§ TASK STATEMENT:
Present every line of the entries below as a two-column Markdown table: put the row number in "Row" and the line in "Line." Leave out blank lines.

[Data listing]
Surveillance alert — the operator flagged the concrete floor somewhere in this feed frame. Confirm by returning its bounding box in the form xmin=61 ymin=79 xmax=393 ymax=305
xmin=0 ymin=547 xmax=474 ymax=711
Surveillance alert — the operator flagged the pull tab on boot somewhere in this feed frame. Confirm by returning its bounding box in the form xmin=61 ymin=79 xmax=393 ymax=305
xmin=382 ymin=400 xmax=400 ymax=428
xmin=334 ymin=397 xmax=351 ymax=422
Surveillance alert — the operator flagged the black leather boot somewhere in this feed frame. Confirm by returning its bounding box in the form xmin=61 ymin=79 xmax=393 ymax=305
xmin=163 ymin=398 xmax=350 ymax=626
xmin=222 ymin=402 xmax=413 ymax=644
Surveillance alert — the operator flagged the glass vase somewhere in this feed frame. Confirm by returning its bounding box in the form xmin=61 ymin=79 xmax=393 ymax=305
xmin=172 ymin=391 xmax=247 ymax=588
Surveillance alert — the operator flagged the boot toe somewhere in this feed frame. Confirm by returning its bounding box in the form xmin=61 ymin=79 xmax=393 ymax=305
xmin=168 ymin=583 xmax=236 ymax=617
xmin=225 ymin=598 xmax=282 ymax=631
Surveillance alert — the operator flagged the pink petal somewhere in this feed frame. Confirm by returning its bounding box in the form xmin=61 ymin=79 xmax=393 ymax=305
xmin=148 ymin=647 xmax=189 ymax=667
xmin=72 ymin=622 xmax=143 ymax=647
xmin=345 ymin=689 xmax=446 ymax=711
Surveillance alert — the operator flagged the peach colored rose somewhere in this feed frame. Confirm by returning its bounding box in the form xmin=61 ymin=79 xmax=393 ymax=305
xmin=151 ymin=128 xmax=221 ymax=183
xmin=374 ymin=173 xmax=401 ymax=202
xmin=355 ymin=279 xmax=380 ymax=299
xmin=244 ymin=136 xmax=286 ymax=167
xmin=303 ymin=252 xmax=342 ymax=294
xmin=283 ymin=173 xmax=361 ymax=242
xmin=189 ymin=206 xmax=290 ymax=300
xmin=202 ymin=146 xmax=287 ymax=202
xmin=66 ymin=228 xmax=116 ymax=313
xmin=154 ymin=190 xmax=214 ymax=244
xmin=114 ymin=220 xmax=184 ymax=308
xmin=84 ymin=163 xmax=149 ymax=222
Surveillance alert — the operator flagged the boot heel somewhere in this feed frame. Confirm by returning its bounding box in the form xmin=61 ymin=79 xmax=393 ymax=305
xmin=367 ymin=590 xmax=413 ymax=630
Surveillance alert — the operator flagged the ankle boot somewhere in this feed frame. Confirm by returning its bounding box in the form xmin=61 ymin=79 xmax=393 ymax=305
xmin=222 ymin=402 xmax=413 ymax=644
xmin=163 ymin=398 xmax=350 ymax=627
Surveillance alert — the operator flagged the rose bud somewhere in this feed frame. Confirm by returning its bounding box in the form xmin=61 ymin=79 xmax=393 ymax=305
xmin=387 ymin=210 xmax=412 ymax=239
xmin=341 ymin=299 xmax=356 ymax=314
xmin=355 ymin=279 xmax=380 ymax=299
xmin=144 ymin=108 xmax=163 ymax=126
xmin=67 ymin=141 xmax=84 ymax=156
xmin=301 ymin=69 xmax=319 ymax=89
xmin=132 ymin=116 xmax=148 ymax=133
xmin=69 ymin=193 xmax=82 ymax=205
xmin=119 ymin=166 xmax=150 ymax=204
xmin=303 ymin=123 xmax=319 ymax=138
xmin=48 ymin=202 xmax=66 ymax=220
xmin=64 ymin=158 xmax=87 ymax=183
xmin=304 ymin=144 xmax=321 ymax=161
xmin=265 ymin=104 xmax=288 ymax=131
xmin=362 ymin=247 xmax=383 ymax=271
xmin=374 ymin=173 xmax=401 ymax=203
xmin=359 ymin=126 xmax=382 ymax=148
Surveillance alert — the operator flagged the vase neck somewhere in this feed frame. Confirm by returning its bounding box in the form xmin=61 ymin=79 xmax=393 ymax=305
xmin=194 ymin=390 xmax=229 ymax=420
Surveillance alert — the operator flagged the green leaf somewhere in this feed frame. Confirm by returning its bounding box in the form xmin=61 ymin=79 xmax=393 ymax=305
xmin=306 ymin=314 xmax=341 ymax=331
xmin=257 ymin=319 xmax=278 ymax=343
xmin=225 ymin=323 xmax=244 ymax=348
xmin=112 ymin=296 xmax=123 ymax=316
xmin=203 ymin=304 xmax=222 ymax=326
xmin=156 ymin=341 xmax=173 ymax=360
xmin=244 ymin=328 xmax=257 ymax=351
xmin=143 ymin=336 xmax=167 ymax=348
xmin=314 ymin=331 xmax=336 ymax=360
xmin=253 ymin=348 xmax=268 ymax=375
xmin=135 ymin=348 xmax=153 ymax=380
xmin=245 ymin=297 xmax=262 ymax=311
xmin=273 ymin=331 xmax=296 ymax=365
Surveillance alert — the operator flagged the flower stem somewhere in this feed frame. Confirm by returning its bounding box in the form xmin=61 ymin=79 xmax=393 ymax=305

§ THE SOLUTION:
| Row | Line |
|---|---|
| 1 | Surveillance alert — the operator flagged the concrete floor somewhere in this feed frame. Confirm by returning its bounding box in the form xmin=61 ymin=79 xmax=393 ymax=305 |
| 2 | xmin=0 ymin=547 xmax=474 ymax=711 |
| 3 | Surveillance alert — the operator flagged the pull tab on boot somewhere in this feed frame. Confirm by returning its bounding box in the form xmin=61 ymin=79 xmax=393 ymax=305 |
| 4 | xmin=382 ymin=400 xmax=400 ymax=428 |
| 5 | xmin=334 ymin=397 xmax=351 ymax=422 |
| 6 | Surveillance alert — the operator flagged the black leather boot somewhere in this feed frame. Confirm by returning its bounding box in the form xmin=61 ymin=79 xmax=393 ymax=305 |
| 7 | xmin=163 ymin=398 xmax=350 ymax=626 |
| 8 | xmin=222 ymin=402 xmax=413 ymax=644 |
| 9 | Surveillance alert — the operator flagged the glass vase somewhere in this feed frame. Confirm by returning its bounding box in the form xmin=61 ymin=79 xmax=393 ymax=305 |
| 10 | xmin=172 ymin=391 xmax=247 ymax=588 |
| 11 | Surveillance alert — the operator flagged the boot toe somewhere in this feed frame. Confirm by returning its bounding box in the form xmin=61 ymin=79 xmax=393 ymax=305 |
| 12 | xmin=168 ymin=583 xmax=236 ymax=617 |
| 13 | xmin=225 ymin=598 xmax=282 ymax=631 |
| 14 | Surveillance alert — the operator flagged the pink petal somewhere in this feed frame. Confirm by returning its bounding box in the form xmin=61 ymin=79 xmax=393 ymax=305 |
| 15 | xmin=148 ymin=647 xmax=189 ymax=667 |
| 16 | xmin=72 ymin=622 xmax=143 ymax=647 |
| 17 | xmin=345 ymin=689 xmax=446 ymax=711 |
| 18 | Surveillance alert — the operator flagged the peach colored rose somewhere in this feed frame. Confirm by returning its bounding box in the form xmin=61 ymin=79 xmax=393 ymax=305 |
| 19 | xmin=151 ymin=128 xmax=221 ymax=183 |
| 20 | xmin=374 ymin=173 xmax=401 ymax=202 |
| 21 | xmin=355 ymin=279 xmax=380 ymax=299 |
| 22 | xmin=244 ymin=136 xmax=286 ymax=167 |
| 23 | xmin=303 ymin=252 xmax=342 ymax=294 |
| 24 | xmin=283 ymin=173 xmax=361 ymax=242 |
| 25 | xmin=189 ymin=206 xmax=290 ymax=300 |
| 26 | xmin=202 ymin=146 xmax=287 ymax=202 |
| 27 | xmin=66 ymin=228 xmax=116 ymax=313 |
| 28 | xmin=154 ymin=190 xmax=214 ymax=244 |
| 29 | xmin=114 ymin=220 xmax=184 ymax=308 |
| 30 | xmin=84 ymin=163 xmax=149 ymax=222 |
| 31 | Surveillance alert — the operator flagged the boot heel somewhere in this feed frame. Confirm by returning its bounding box in the form xmin=61 ymin=79 xmax=393 ymax=305 |
| 32 | xmin=367 ymin=590 xmax=413 ymax=630 |
| 33 | Surveillance alert — the operator flagged the ankle boot somewhere in this feed frame. Confirm by returning its bounding box in the form xmin=61 ymin=79 xmax=393 ymax=305 |
| 34 | xmin=222 ymin=402 xmax=413 ymax=644 |
| 35 | xmin=163 ymin=398 xmax=350 ymax=627 |
| 36 | Surveillance alert — the operator flagged the rose bud somewhere in this feed frame. Confirm by returning its bounding box in the form xmin=61 ymin=79 xmax=393 ymax=305 |
| 37 | xmin=387 ymin=210 xmax=412 ymax=239 |
| 38 | xmin=341 ymin=299 xmax=356 ymax=314 |
| 39 | xmin=355 ymin=279 xmax=380 ymax=299 |
| 40 | xmin=144 ymin=108 xmax=163 ymax=126 |
| 41 | xmin=67 ymin=141 xmax=84 ymax=156 |
| 42 | xmin=301 ymin=69 xmax=319 ymax=89 |
| 43 | xmin=132 ymin=116 xmax=148 ymax=133 |
| 44 | xmin=69 ymin=193 xmax=82 ymax=205 |
| 45 | xmin=119 ymin=166 xmax=150 ymax=204 |
| 46 | xmin=303 ymin=123 xmax=319 ymax=138 |
| 47 | xmin=48 ymin=202 xmax=66 ymax=220 |
| 48 | xmin=64 ymin=158 xmax=87 ymax=183 |
| 49 | xmin=304 ymin=144 xmax=321 ymax=161 |
| 50 | xmin=265 ymin=104 xmax=288 ymax=131 |
| 51 | xmin=362 ymin=247 xmax=383 ymax=271 |
| 52 | xmin=374 ymin=173 xmax=401 ymax=203 |
| 53 | xmin=359 ymin=126 xmax=382 ymax=148 |
| 54 | Surveillance alert — the operator flagged the vase neck somewhere in this feed frame. Confirm by returning its bounding box in the form xmin=61 ymin=79 xmax=393 ymax=305 |
| 55 | xmin=194 ymin=390 xmax=229 ymax=420 |
| 56 | Surveillance alert — the operator flagged the green leaf somewhere in this feed frame. Confirm by returning its bounding box in the form xmin=61 ymin=79 xmax=393 ymax=305 |
| 57 | xmin=306 ymin=314 xmax=341 ymax=331 |
| 58 | xmin=257 ymin=319 xmax=278 ymax=343 |
| 59 | xmin=225 ymin=323 xmax=244 ymax=348 |
| 60 | xmin=112 ymin=296 xmax=123 ymax=316 |
| 61 | xmin=203 ymin=304 xmax=222 ymax=326 |
| 62 | xmin=156 ymin=341 xmax=173 ymax=360 |
| 63 | xmin=244 ymin=328 xmax=257 ymax=351 |
| 64 | xmin=143 ymin=336 xmax=167 ymax=348 |
| 65 | xmin=314 ymin=331 xmax=336 ymax=360 |
| 66 | xmin=253 ymin=348 xmax=268 ymax=375 |
| 67 | xmin=135 ymin=348 xmax=153 ymax=380 |
| 68 | xmin=245 ymin=297 xmax=262 ymax=311 |
| 69 | xmin=273 ymin=331 xmax=296 ymax=365 |
| 70 | Surveillance alert — the operator flagged the flower stem somewhere in this feed frame. Confirm by returning its bounding box in the form xmin=61 ymin=79 xmax=393 ymax=305 |